__Supplied data__
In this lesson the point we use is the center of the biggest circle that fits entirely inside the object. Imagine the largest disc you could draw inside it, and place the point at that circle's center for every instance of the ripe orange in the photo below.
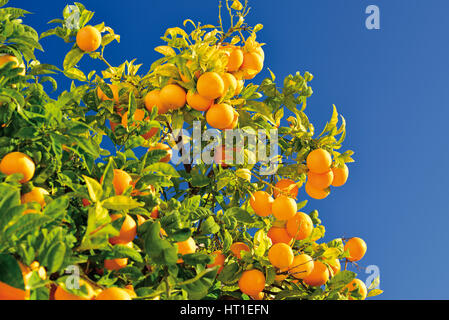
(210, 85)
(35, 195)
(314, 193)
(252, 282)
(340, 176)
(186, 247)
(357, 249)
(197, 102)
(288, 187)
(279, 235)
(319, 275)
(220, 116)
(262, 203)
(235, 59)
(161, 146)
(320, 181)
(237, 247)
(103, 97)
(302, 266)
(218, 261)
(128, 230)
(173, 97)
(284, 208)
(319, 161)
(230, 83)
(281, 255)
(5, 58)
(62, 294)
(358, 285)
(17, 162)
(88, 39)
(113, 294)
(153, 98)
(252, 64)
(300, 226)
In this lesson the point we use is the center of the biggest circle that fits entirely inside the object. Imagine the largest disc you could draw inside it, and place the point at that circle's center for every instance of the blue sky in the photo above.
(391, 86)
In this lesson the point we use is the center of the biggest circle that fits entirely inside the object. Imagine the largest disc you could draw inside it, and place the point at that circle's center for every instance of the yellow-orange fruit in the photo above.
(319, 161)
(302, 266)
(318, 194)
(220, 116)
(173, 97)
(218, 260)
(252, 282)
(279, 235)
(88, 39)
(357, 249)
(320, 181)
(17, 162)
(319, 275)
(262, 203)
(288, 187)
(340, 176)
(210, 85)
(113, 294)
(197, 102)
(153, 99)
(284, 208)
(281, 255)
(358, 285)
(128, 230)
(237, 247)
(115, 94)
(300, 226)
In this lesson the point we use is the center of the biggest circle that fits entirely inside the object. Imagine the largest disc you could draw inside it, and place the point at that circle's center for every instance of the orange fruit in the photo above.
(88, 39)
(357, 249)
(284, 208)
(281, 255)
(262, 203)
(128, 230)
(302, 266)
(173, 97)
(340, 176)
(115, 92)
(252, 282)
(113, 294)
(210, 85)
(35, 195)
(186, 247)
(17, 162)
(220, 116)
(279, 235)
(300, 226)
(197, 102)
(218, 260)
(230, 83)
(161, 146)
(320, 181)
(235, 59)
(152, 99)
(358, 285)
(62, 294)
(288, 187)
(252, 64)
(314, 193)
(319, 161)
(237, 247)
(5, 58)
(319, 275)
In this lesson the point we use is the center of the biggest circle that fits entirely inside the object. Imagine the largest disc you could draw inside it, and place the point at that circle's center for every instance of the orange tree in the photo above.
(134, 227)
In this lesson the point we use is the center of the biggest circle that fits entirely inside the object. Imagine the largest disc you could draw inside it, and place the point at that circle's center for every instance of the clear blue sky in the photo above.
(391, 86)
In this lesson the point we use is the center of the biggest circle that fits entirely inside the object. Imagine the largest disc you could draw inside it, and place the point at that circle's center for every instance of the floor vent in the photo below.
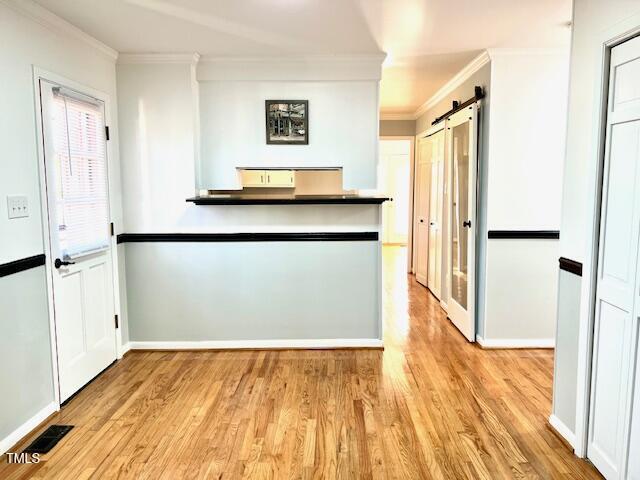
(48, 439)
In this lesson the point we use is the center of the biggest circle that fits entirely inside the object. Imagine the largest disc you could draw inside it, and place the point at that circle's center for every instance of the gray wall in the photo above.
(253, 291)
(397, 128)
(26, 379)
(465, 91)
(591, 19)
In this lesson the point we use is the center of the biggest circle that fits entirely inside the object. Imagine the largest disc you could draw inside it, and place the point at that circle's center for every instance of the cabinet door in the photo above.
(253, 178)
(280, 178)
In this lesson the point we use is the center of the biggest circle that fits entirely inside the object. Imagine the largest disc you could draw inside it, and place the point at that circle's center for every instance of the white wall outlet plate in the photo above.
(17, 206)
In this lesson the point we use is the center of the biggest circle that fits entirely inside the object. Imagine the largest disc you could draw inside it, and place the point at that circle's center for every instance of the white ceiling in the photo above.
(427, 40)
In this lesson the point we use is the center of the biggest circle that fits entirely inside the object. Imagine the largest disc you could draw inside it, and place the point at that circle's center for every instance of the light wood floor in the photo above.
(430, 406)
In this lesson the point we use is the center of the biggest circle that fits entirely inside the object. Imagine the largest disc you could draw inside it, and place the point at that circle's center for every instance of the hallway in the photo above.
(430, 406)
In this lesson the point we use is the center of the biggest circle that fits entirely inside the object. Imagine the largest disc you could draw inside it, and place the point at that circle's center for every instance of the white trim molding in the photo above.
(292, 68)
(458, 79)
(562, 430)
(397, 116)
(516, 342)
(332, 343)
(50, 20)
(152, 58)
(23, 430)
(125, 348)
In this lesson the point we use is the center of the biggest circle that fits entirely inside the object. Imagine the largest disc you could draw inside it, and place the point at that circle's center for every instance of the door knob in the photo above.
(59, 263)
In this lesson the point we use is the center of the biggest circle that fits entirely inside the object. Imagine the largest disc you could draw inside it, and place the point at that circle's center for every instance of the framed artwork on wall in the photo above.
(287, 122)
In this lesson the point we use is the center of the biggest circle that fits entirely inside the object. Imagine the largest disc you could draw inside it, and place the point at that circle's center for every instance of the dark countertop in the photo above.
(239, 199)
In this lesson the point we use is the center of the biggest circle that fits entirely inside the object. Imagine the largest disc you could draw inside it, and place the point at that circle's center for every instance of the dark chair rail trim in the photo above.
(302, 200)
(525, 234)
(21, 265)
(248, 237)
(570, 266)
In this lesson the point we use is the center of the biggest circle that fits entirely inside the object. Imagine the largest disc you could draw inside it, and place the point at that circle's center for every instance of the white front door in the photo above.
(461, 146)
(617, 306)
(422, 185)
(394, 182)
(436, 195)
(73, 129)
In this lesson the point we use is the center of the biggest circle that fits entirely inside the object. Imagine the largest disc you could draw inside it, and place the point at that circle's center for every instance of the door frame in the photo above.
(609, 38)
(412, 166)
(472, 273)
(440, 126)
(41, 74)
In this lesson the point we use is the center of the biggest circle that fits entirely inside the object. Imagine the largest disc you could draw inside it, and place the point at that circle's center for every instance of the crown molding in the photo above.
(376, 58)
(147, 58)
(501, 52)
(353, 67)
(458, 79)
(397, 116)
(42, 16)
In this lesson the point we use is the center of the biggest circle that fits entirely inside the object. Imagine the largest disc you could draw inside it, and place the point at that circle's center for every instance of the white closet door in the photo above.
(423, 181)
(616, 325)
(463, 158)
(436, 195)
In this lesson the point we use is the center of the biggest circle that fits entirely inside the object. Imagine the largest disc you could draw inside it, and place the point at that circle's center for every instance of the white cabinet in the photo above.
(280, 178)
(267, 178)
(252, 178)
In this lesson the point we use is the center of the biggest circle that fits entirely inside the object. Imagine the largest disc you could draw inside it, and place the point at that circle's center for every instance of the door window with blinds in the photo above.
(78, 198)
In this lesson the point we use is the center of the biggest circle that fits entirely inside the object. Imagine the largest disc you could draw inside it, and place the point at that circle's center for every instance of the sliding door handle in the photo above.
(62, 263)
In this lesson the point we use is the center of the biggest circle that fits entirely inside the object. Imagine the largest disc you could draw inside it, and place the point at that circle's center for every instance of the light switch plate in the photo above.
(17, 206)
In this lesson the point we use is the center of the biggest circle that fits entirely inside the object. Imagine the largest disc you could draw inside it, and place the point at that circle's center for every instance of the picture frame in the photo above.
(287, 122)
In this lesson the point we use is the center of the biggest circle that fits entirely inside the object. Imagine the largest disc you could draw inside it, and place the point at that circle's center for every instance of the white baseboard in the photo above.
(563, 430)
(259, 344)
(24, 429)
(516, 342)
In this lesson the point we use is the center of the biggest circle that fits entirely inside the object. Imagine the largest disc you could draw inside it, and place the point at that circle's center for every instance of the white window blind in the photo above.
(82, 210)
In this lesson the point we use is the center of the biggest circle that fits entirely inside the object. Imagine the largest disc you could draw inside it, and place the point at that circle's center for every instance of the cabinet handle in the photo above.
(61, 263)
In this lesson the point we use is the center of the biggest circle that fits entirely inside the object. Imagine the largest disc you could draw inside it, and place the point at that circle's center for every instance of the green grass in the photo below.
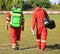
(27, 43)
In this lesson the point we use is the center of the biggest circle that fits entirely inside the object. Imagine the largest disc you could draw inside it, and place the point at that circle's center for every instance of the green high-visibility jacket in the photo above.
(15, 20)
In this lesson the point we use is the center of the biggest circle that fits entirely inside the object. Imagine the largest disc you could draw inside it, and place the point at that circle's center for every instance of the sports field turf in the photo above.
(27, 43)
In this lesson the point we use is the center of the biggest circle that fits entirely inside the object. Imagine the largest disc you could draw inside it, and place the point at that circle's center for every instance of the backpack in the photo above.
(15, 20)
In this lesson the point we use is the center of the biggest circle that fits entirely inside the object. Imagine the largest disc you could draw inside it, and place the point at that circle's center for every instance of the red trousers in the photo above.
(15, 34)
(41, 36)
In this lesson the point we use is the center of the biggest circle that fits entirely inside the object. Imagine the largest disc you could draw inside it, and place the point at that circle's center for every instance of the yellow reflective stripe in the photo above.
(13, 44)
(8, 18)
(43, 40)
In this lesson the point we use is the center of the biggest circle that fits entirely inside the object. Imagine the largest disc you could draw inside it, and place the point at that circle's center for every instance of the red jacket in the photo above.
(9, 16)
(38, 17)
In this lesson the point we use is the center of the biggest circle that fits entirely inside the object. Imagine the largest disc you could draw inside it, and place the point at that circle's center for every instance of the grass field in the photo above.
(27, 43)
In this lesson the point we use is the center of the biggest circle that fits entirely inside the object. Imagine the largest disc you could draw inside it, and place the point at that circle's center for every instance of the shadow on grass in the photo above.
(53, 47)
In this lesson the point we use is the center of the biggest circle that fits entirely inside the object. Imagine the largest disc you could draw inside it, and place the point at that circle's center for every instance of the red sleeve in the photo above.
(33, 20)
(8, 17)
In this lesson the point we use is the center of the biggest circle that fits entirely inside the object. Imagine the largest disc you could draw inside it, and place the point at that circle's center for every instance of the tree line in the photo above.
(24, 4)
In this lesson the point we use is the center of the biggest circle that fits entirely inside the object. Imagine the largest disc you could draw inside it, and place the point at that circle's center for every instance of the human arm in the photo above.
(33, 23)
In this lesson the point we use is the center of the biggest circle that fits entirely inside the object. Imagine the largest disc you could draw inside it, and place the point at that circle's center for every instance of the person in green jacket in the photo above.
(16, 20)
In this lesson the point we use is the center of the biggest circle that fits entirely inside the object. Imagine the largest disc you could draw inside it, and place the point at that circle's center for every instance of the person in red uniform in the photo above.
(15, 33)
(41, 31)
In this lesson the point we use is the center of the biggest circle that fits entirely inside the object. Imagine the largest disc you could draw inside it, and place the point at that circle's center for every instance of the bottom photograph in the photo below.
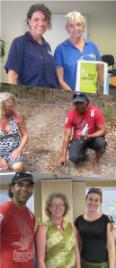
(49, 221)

__Task prompt__
Exactly those lines that run from the line holding "sleeve in the photo above." to the end of the listing above, both included, are to be reproduced, with pictures left out.

__Solution for this exercise__
In this lesson the point we use is the center of the biggest circle that fits entirely inside the object. Imagine the largest disc you could draw inside it, and place the point at that circle's center for every instance of the red sleeve in the photo above.
(33, 20)
(8, 17)
In this lesson the point we use is the center of the biggest circle that fits entirely inside the object. Imagine the largest disc you could draw inside it, and place the point at that circle's center for every instance of the tree line in the photo above.
(24, 4)
In this lesson the point we use is the center of the biggest circle that fits entirely inside the object. Imagine the largest disc you could draw inside it, and place the point at that circle's center for every instance of the human arm in the photo above.
(33, 23)
In this lesson the point we use is the center of the biggest circle that fits entirely inside the object. Imagine the largest disc you could draw inside it, and place the point at that circle's center for every instance of the person in green jacket in the photo above.
(16, 20)
In this lesson the point we use is the center of the biggest circle that fits entirely inside the object. Imagine the largest disc you could draw inside it, and place the point at that circle's center for every instance of the person in red uniform in the photo above.
(15, 33)
(41, 31)
In this lesson the point we use is the center of the biggest circle that fits entirely inside the object. Imagine the largest disc you could draw inside it, and place the point at that circle's center for every instance of the bottom photograph in the photo below.
(49, 221)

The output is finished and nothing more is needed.